WHAT YOU WILL DO:
Scale up the lines starting at the line that contains "Indicate the upholstered armchair" and ending at the line that contains "(1035, 236)" by writing them out again, requests included, with every point coordinate in the answers multiplied by 1.2 and rounded to a whole number, halves up. Leave the pictures out.

STORED RECORDS:
--- begin ---

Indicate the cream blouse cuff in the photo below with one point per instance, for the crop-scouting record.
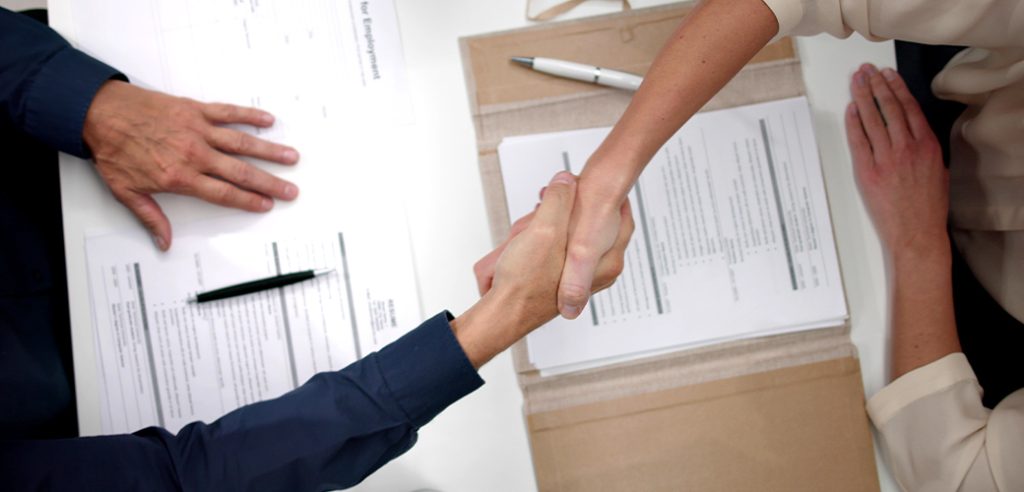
(925, 380)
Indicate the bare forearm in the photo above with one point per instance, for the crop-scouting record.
(924, 326)
(493, 325)
(711, 45)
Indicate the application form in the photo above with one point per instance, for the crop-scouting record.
(167, 362)
(309, 62)
(733, 237)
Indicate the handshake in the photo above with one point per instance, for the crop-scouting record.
(539, 272)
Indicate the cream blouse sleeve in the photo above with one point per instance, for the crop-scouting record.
(981, 24)
(937, 435)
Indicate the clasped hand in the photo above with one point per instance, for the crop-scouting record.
(145, 142)
(531, 260)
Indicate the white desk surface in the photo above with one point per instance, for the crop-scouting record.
(480, 442)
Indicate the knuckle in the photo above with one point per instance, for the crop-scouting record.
(242, 144)
(546, 233)
(244, 174)
(192, 149)
(172, 179)
(580, 251)
(226, 195)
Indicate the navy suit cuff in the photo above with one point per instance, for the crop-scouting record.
(427, 370)
(59, 98)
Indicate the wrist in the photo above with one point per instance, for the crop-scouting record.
(931, 255)
(489, 326)
(97, 123)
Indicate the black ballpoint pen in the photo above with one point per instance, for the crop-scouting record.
(257, 285)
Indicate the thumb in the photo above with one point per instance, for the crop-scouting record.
(556, 206)
(152, 216)
(578, 275)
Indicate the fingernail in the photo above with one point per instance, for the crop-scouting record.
(859, 79)
(290, 192)
(564, 177)
(569, 312)
(289, 155)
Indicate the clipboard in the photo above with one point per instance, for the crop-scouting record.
(781, 412)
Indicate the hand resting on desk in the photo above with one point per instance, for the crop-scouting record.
(145, 142)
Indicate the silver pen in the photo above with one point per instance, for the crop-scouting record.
(581, 72)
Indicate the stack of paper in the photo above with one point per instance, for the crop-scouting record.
(165, 361)
(732, 240)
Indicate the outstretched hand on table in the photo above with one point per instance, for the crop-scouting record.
(145, 141)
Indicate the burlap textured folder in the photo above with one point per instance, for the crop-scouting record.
(782, 412)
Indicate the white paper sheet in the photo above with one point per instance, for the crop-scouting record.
(166, 362)
(733, 237)
(308, 62)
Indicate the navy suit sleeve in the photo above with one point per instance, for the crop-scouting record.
(329, 434)
(46, 86)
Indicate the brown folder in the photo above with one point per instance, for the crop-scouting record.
(783, 412)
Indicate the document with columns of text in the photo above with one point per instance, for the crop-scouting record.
(733, 237)
(167, 362)
(311, 63)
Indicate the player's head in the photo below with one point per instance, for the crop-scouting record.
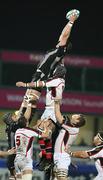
(7, 118)
(78, 120)
(60, 71)
(22, 122)
(68, 46)
(98, 139)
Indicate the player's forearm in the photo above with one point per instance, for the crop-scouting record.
(58, 114)
(4, 153)
(65, 34)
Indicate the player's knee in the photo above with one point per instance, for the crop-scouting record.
(62, 174)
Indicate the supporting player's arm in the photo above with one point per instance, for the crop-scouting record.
(58, 114)
(7, 153)
(78, 154)
(31, 84)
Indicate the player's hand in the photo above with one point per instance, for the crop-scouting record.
(20, 84)
(12, 151)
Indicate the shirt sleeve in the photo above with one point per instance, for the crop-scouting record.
(94, 153)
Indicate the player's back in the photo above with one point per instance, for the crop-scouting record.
(24, 141)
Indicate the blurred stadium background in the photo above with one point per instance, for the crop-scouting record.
(25, 33)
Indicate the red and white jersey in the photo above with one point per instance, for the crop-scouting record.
(97, 154)
(24, 141)
(55, 88)
(66, 138)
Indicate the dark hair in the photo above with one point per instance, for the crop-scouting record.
(22, 122)
(82, 121)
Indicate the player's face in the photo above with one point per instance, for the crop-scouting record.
(96, 140)
(75, 119)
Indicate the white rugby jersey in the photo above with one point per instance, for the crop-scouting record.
(55, 88)
(66, 138)
(97, 154)
(24, 141)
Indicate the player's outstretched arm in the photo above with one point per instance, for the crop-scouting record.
(72, 17)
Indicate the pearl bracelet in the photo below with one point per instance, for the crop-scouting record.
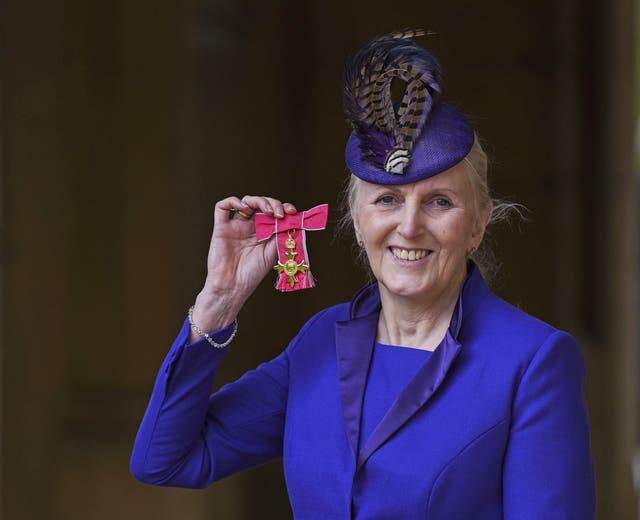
(199, 332)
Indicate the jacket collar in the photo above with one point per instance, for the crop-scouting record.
(355, 338)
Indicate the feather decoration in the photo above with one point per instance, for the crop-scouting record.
(386, 135)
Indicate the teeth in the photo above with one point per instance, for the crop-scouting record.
(413, 254)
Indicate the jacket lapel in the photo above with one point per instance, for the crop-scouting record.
(354, 347)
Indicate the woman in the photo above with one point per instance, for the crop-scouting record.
(426, 396)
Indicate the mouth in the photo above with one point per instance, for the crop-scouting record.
(411, 255)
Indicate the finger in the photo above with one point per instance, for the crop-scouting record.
(289, 208)
(259, 204)
(227, 208)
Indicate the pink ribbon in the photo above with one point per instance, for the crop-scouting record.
(293, 226)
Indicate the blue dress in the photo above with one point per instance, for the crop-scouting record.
(492, 425)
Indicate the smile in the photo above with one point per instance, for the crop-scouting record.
(409, 254)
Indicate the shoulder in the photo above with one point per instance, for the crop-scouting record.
(492, 325)
(321, 324)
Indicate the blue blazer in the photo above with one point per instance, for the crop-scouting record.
(492, 426)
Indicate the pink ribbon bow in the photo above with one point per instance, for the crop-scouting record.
(293, 261)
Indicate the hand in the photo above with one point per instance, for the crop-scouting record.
(237, 262)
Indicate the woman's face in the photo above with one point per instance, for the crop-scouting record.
(417, 236)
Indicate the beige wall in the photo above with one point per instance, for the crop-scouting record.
(122, 123)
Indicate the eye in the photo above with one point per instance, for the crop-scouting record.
(385, 200)
(442, 202)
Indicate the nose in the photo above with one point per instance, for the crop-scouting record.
(411, 223)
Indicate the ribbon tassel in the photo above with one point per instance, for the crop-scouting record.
(293, 259)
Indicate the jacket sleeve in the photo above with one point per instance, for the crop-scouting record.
(190, 437)
(548, 472)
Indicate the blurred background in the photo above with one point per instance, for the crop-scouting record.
(121, 124)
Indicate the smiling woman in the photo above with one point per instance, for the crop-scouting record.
(426, 396)
(417, 238)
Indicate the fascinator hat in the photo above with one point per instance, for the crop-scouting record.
(406, 142)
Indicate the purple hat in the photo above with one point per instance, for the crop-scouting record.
(406, 142)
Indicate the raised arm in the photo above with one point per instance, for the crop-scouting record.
(188, 437)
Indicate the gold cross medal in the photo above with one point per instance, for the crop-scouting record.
(291, 268)
(290, 233)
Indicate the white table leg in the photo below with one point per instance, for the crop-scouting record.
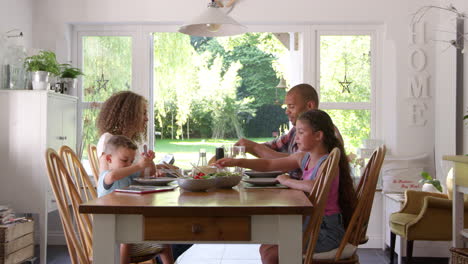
(289, 239)
(457, 217)
(105, 248)
(43, 236)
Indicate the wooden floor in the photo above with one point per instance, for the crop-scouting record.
(241, 254)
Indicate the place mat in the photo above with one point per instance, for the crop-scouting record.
(155, 181)
(276, 186)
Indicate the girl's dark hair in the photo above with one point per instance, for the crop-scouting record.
(319, 120)
(123, 114)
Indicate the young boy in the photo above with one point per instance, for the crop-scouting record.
(120, 153)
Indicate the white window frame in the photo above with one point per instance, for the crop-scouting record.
(306, 56)
(348, 30)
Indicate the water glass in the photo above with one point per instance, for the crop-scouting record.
(239, 153)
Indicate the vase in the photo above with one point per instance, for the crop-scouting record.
(69, 85)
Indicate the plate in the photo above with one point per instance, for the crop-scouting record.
(262, 181)
(262, 174)
(155, 181)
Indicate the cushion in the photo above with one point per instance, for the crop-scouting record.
(348, 252)
(144, 249)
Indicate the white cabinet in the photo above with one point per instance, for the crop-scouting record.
(31, 122)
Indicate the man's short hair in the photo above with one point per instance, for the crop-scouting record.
(119, 141)
(307, 92)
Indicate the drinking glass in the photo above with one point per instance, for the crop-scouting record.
(238, 152)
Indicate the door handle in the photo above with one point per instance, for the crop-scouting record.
(197, 229)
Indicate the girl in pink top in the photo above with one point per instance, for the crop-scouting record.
(315, 138)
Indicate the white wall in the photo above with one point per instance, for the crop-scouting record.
(17, 16)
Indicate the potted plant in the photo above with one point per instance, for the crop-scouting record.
(41, 66)
(430, 184)
(69, 77)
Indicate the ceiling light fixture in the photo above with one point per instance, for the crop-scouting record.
(213, 22)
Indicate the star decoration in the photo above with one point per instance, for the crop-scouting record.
(102, 83)
(345, 84)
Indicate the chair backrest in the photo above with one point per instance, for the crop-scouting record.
(78, 173)
(357, 227)
(329, 170)
(65, 193)
(94, 161)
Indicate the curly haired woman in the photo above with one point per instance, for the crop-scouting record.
(125, 113)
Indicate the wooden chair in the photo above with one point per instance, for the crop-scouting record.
(65, 192)
(94, 161)
(76, 170)
(355, 233)
(318, 196)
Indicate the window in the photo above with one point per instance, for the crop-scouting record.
(205, 87)
(211, 91)
(346, 84)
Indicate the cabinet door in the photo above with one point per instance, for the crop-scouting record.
(69, 121)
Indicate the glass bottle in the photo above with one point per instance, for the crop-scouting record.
(202, 158)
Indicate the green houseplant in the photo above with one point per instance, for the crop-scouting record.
(68, 71)
(41, 66)
(69, 77)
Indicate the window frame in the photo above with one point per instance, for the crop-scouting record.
(374, 100)
(306, 56)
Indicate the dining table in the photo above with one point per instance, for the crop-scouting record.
(239, 215)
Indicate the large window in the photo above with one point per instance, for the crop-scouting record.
(212, 91)
(206, 92)
(346, 86)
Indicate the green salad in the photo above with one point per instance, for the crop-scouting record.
(223, 174)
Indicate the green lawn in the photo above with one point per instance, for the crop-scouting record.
(186, 151)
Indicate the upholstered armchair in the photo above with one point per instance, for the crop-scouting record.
(424, 216)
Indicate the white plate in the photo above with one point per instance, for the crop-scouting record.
(262, 174)
(155, 181)
(262, 181)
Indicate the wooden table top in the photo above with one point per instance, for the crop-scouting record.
(219, 202)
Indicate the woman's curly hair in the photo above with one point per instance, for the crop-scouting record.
(123, 114)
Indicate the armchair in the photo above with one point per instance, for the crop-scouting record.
(424, 216)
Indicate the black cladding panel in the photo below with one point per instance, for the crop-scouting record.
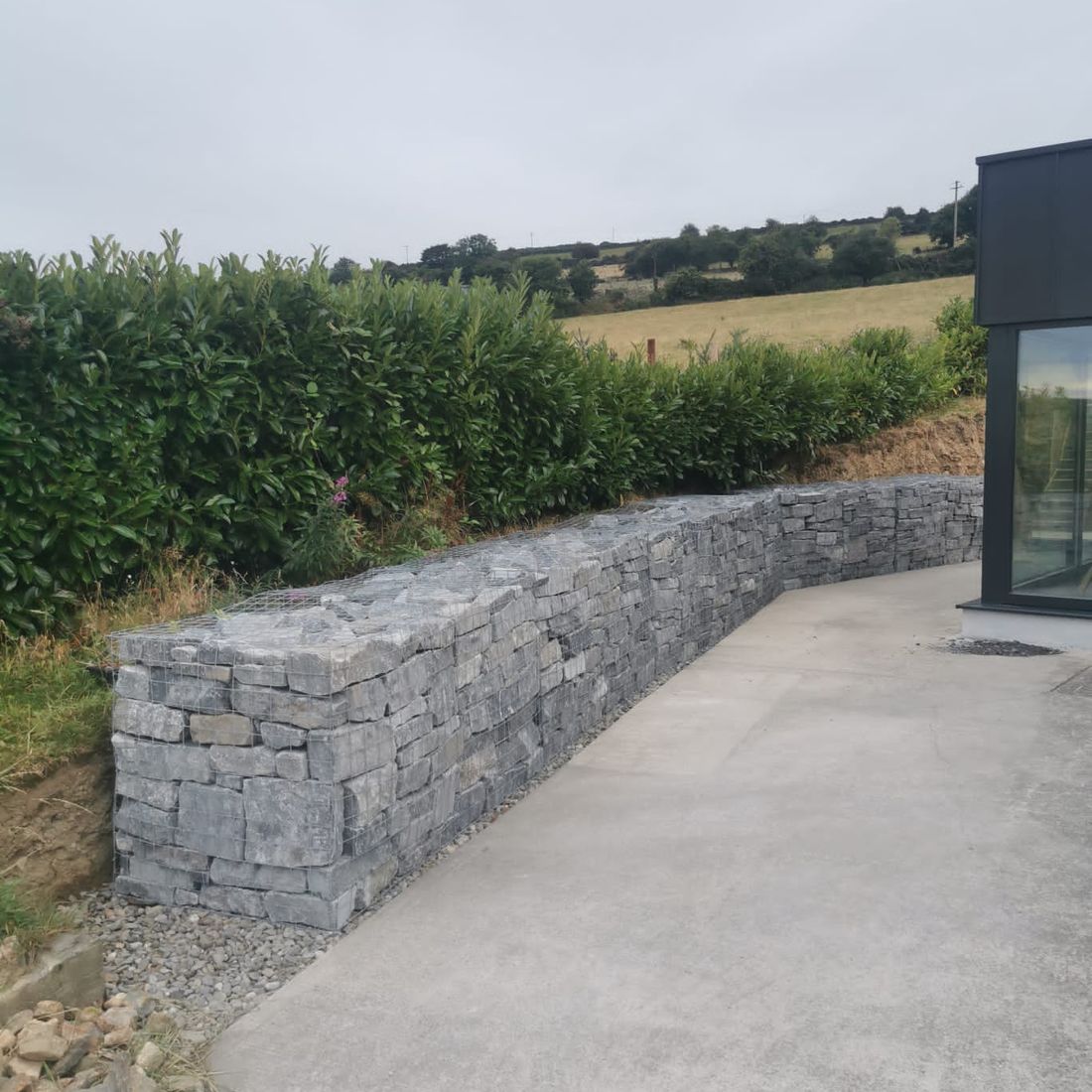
(1035, 236)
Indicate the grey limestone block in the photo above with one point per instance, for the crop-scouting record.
(331, 670)
(148, 719)
(261, 877)
(349, 751)
(332, 914)
(174, 856)
(152, 872)
(145, 822)
(194, 695)
(291, 764)
(293, 822)
(413, 776)
(369, 794)
(280, 736)
(261, 675)
(231, 730)
(302, 710)
(143, 891)
(242, 761)
(332, 881)
(231, 899)
(159, 794)
(133, 681)
(210, 820)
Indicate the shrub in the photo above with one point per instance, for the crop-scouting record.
(145, 405)
(963, 345)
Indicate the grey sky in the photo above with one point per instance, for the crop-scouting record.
(254, 124)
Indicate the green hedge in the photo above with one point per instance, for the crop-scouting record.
(144, 404)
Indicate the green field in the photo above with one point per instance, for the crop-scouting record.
(808, 318)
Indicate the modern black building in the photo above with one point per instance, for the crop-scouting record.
(1033, 290)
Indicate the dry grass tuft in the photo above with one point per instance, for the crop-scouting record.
(55, 701)
(948, 441)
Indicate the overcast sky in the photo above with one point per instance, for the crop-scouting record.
(367, 127)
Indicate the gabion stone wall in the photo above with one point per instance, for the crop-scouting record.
(291, 757)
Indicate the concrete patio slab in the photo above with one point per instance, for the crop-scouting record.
(829, 855)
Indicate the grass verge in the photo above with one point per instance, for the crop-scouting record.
(32, 921)
(55, 698)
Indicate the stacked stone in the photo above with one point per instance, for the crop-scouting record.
(288, 760)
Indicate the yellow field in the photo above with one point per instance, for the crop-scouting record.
(805, 319)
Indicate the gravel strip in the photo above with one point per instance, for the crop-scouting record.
(208, 969)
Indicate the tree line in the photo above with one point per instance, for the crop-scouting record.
(768, 260)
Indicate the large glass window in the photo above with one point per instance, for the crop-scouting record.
(1051, 510)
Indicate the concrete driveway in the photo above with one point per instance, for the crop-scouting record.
(830, 854)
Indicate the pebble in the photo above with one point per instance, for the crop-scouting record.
(205, 969)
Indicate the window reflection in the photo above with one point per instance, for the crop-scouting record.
(1051, 517)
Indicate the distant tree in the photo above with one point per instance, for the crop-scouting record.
(582, 281)
(439, 257)
(474, 247)
(491, 266)
(940, 225)
(890, 227)
(864, 252)
(774, 262)
(722, 244)
(341, 271)
(918, 224)
(685, 285)
(544, 273)
(658, 258)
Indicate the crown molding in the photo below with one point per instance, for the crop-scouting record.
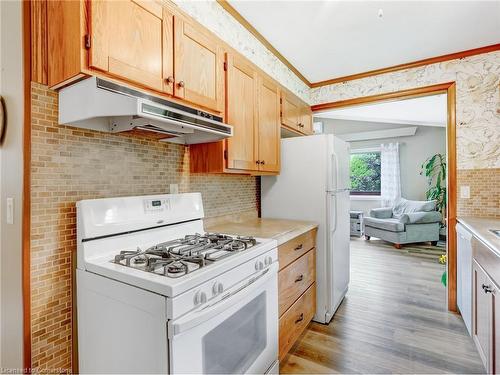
(414, 64)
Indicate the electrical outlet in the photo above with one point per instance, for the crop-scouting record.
(10, 210)
(174, 189)
(465, 192)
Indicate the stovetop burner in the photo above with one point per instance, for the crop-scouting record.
(184, 255)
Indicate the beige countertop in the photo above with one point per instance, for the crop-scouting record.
(278, 229)
(480, 228)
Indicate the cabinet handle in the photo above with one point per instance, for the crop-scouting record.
(487, 288)
(300, 318)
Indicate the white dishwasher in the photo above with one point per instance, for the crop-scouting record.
(464, 275)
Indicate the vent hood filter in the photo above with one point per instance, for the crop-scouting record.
(105, 106)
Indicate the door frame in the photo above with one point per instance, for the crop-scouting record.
(448, 88)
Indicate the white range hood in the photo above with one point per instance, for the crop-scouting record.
(106, 106)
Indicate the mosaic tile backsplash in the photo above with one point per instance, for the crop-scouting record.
(70, 164)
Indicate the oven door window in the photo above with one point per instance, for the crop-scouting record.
(234, 345)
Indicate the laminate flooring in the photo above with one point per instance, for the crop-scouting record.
(393, 320)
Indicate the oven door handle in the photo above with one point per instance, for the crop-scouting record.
(230, 298)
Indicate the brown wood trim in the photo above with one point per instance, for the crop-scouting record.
(452, 198)
(414, 64)
(236, 15)
(26, 224)
(386, 97)
(450, 89)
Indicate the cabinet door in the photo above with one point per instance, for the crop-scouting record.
(306, 121)
(127, 39)
(290, 111)
(482, 314)
(241, 113)
(199, 66)
(269, 126)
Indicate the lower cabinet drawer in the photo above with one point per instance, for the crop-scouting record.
(295, 279)
(295, 320)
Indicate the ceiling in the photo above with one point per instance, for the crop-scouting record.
(331, 39)
(426, 111)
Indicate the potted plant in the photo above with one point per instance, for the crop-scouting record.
(434, 168)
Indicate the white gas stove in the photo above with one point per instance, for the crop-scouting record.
(157, 294)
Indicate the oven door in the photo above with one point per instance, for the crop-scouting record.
(233, 335)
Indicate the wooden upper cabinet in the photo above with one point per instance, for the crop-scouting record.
(199, 66)
(290, 111)
(66, 53)
(241, 113)
(268, 126)
(127, 38)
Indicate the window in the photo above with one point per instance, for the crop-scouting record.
(365, 173)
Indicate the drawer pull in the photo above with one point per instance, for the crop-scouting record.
(300, 318)
(487, 288)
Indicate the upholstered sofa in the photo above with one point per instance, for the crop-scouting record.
(406, 222)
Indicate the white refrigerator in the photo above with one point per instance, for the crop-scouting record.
(313, 185)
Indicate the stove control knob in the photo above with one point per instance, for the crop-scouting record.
(268, 261)
(199, 298)
(217, 288)
(259, 265)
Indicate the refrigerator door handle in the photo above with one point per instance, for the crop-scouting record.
(334, 170)
(334, 229)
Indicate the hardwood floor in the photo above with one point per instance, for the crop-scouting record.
(393, 320)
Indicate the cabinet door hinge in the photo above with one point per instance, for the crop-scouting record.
(87, 41)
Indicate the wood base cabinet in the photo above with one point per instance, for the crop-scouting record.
(486, 307)
(296, 288)
(253, 111)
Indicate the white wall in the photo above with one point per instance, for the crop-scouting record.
(414, 151)
(11, 175)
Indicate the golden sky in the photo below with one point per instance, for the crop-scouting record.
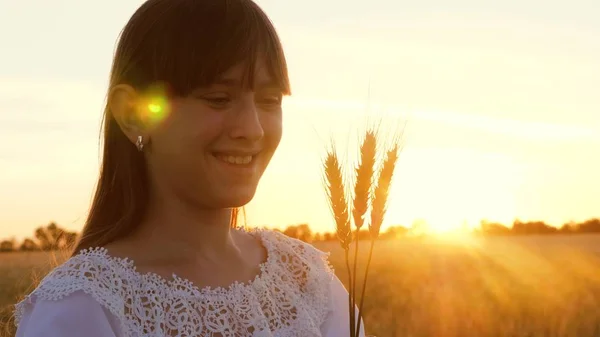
(501, 102)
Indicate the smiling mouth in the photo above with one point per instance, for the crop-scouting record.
(235, 159)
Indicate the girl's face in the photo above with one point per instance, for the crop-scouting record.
(214, 145)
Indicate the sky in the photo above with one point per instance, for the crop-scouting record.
(499, 102)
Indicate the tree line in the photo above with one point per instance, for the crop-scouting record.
(53, 237)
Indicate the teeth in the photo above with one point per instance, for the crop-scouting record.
(239, 160)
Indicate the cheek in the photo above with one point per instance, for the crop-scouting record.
(273, 127)
(188, 128)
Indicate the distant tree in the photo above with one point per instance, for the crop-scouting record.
(53, 237)
(493, 228)
(589, 226)
(7, 246)
(318, 237)
(532, 227)
(29, 245)
(301, 232)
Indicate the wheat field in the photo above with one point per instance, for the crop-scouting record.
(512, 286)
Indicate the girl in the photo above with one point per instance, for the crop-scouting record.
(192, 119)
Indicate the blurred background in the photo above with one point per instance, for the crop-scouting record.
(495, 192)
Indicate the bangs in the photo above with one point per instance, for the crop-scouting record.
(187, 44)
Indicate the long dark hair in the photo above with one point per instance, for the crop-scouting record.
(184, 44)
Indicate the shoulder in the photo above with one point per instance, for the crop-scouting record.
(87, 282)
(77, 314)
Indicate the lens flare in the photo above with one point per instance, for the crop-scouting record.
(154, 106)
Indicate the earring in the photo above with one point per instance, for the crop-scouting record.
(140, 143)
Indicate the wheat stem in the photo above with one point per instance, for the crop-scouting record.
(362, 296)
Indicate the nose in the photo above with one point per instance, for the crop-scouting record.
(246, 122)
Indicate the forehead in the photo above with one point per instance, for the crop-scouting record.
(260, 76)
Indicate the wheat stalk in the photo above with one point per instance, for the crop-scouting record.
(367, 195)
(378, 210)
(337, 198)
(362, 196)
(339, 206)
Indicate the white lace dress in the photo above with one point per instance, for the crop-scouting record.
(93, 294)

--- end ---

FULL ANSWER:
Indicate the upholstered armchair in the photo above with one point per instance, for the crop-scouting record.
(509, 259)
Indicate the white plate in the photo above with one point per instance, for the crop-scouting record.
(314, 209)
(186, 217)
(314, 217)
Indicate the wooden table top in the photo above with one point per instance, for the crop-scouting record.
(263, 242)
Indicate the woman's curly hair in the photo above with one point per instance, for the crop-scouting record.
(148, 137)
Indicate the armchair in the photo above with one point per instance, for the crop-scouting record.
(509, 259)
Indicate the black cladding panel in the photo below with one point per instance, for the crop-scouting record.
(1242, 283)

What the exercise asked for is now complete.